EXERCISE OBJECTIVE: Edit the lines in the stretch from the line containing "tag the black dish" through the line containing "<point>178,238</point>", replacing "dish rack" with "drying rack" and changing nothing else. Return only those lines.

RAW RECORDS:
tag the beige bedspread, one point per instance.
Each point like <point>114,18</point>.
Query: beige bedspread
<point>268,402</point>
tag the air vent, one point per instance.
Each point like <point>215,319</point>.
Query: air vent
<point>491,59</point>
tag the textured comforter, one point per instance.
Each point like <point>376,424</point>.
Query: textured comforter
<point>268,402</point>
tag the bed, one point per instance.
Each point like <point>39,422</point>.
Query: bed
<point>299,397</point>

* * *

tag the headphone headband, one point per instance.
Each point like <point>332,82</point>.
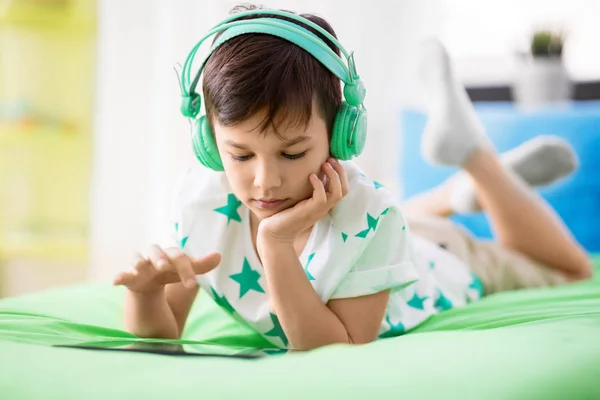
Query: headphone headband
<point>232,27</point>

* * *

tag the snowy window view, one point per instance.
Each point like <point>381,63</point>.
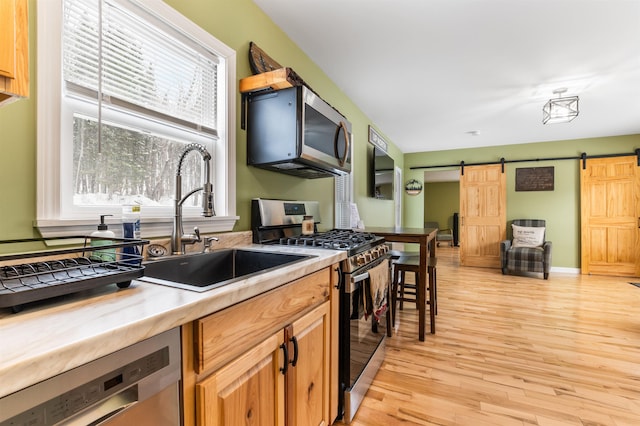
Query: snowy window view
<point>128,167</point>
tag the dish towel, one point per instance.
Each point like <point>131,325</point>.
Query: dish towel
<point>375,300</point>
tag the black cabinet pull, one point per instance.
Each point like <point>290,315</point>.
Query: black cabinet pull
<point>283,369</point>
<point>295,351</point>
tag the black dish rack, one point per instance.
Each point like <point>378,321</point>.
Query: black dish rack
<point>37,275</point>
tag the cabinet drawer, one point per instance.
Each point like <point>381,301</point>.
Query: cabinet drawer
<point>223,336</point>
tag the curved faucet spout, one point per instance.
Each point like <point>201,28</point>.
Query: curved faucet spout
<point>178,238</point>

FINAL RESULT:
tag the black drying rack, one point per instance.
Each point like <point>378,321</point>.
Query: black drying rack
<point>37,275</point>
tag the cabinet drawer, one point per instance.
Each point like <point>381,301</point>.
Query: cabinet drawer
<point>223,336</point>
tag the curved faucet spout, one point per instance.
Each point like <point>201,28</point>.
Query: curved faucet spout
<point>178,238</point>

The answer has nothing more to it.